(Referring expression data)
***

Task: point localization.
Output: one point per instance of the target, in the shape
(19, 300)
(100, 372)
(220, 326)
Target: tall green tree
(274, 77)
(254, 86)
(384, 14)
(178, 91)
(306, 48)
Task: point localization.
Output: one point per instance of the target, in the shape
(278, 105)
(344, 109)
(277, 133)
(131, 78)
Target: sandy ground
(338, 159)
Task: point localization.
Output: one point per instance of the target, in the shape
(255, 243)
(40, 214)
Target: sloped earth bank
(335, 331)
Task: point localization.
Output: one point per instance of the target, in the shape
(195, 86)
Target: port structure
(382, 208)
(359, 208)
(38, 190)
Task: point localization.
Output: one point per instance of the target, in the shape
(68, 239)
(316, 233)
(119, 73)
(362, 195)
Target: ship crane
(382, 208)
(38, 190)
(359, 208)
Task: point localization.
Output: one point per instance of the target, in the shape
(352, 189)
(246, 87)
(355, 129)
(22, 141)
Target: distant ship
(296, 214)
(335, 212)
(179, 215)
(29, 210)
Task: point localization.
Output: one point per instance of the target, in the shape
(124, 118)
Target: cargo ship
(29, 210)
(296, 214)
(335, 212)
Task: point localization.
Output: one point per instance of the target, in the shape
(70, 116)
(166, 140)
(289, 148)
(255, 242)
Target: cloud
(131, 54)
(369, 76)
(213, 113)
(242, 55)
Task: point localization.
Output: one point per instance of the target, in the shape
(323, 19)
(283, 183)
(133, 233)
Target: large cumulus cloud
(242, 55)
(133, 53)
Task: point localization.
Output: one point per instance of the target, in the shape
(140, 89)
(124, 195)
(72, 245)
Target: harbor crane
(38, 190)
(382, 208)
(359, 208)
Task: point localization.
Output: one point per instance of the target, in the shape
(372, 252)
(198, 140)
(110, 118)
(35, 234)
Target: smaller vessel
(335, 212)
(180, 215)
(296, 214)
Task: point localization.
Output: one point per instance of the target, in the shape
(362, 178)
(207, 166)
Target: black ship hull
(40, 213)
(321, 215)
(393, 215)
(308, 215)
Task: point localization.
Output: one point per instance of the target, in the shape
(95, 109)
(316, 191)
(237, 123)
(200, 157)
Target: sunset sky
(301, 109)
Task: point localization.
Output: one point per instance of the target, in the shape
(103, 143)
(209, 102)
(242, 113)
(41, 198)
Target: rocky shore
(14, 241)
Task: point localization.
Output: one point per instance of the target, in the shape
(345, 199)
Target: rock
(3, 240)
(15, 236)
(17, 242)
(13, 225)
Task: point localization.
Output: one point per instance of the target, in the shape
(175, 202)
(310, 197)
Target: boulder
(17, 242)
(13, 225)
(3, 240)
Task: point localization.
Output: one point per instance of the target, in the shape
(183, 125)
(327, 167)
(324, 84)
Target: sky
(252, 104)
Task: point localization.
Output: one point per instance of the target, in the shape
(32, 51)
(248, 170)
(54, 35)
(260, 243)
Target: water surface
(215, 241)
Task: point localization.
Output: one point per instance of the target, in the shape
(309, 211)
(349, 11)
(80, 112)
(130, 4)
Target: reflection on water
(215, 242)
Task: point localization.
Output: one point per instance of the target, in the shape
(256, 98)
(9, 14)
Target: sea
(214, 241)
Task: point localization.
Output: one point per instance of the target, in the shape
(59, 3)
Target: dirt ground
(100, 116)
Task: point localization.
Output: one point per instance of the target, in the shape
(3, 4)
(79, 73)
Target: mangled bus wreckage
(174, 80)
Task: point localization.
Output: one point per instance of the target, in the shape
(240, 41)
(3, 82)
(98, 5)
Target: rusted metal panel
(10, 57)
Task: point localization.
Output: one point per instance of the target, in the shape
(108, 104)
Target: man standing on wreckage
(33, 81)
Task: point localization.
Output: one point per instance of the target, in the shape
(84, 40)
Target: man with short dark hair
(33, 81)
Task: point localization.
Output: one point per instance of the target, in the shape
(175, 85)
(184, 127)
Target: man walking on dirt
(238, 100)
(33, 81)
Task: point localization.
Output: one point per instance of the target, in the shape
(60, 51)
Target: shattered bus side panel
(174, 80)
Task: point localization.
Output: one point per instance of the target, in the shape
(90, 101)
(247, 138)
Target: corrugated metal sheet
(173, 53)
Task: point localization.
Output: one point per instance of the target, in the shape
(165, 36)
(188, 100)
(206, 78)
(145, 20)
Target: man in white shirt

***

## WHAT THE TASK ASKS
Reproduce the records exactly, keeping every line.

## ANSWER SPACE
Task: point localization.
Output: one point per instance of the target, in the shape
(19, 300)
(100, 372)
(220, 326)
Target: tall green tree
(274, 77)
(254, 86)
(384, 14)
(178, 91)
(306, 48)
Task: point localization.
Output: one point per instance of the target, in the shape
(278, 105)
(344, 109)
(277, 133)
(131, 78)
Target: sandy ground
(338, 159)
Task: point localization.
Output: one point per instance of the target, in the shape
(255, 243)
(40, 214)
Target: sloped earth bank
(335, 331)
Task: point localization.
Output: one point per instance of the target, in the shape
(195, 86)
Target: port structure
(382, 208)
(359, 208)
(38, 190)
Task: point localization.
Output: one point per instance of the target, in the shape
(68, 239)
(316, 233)
(119, 73)
(362, 195)
Target: ship crane
(382, 208)
(38, 190)
(359, 208)
Task: point localization.
Output: one point per instance of the target, in the shape
(352, 189)
(246, 87)
(355, 129)
(22, 141)
Target: distant ship
(296, 214)
(335, 212)
(179, 215)
(29, 210)
Task: point localization.
Output: one point per instance of the target, in the shape
(124, 118)
Target: cargo ship
(29, 210)
(296, 214)
(335, 212)
Task: point localization.
Output: one point per instance of the target, in the shape
(70, 116)
(166, 140)
(289, 148)
(255, 242)
Target: cloud
(131, 54)
(369, 76)
(213, 113)
(242, 55)
Task: point localization.
Output: one point per instance of the target, in the shape
(323, 19)
(283, 183)
(133, 233)
Target: large cumulus cloud
(242, 55)
(133, 53)
Task: point localization.
Output: one point per instance of the target, in the shape
(140, 89)
(124, 195)
(72, 245)
Target: harbor crane
(38, 190)
(382, 208)
(359, 208)
Task: point localization.
Output: one point per instance of the target, in the shape
(372, 252)
(198, 140)
(110, 118)
(35, 234)
Target: smaller vessel
(335, 212)
(180, 215)
(296, 214)
Task: point localization.
Output: one point per instance of the target, in the shape
(362, 178)
(207, 166)
Target: black ship hull
(40, 213)
(321, 215)
(393, 215)
(308, 215)
Task: point localization.
Output: one point per instance of the target, in the shape
(95, 109)
(316, 191)
(237, 123)
(200, 157)
Target: sunset sky
(301, 109)
Task: point localization.
Output: one point per instance of the target, in the shape
(103, 143)
(209, 102)
(242, 113)
(41, 198)
Target: rocky shore
(14, 241)
Task: point localization.
Output: one point per instance of the target, in the shape
(345, 199)
Target: rock
(3, 240)
(15, 236)
(17, 242)
(13, 225)
Task: point localization.
Output: one point per instance of the target, in the shape
(175, 202)
(310, 197)
Target: boulder
(17, 242)
(13, 225)
(3, 240)
Task: point localization.
Output: one point per instance of the target, in the shape
(183, 125)
(327, 167)
(324, 84)
Target: sky
(252, 104)
Task: point localization.
Output: one point per instance of the target, in the shape
(32, 51)
(248, 170)
(54, 35)
(260, 243)
Target: water surface
(215, 241)
Task: point localization.
Output: one point per instance of the target, in the shape
(309, 211)
(349, 11)
(80, 112)
(130, 4)
Target: reflection on water
(215, 242)
Task: point localization.
Output: one point per instance of the target, in the shape
(256, 98)
(9, 14)
Target: sea
(214, 241)
Task: point localization.
Output: one point per instance of the target, in the shape
(59, 3)
Target: dirt ground
(100, 116)
Task: point localization.
Output: one point per instance of the target, in the shape
(3, 4)
(79, 73)
Target: mangled bus wreckage
(174, 80)
Task: point localization.
Output: one point per instance of the target, in the shape
(240, 41)
(3, 82)
(98, 5)
Target: rusted metal panel
(10, 57)
Task: point localization.
Output: one point per instance of the target, in the shape
(108, 104)
Target: man standing on wreckage
(33, 81)
Task: point localization.
Output: one point per instance of the target, in the shape
(84, 40)
Target: man with short dark hair
(33, 81)
Task: point localization.
Output: one point per instance of the target, in the shape
(175, 85)
(184, 127)
Target: man walking on dirt
(238, 100)
(33, 81)
Task: point localization.
Output: one point per instance of the target, in the shape
(60, 51)
Target: shattered bus side panel
(174, 80)
Task: point localization.
Output: one point per instance of the target, in the shape
(90, 101)
(247, 138)
Target: corrugated metal sheet
(173, 53)
Task: point localization.
Output: one point per instance of the target, in the shape
(165, 36)
(188, 100)
(206, 78)
(145, 20)
Target: man in white shirt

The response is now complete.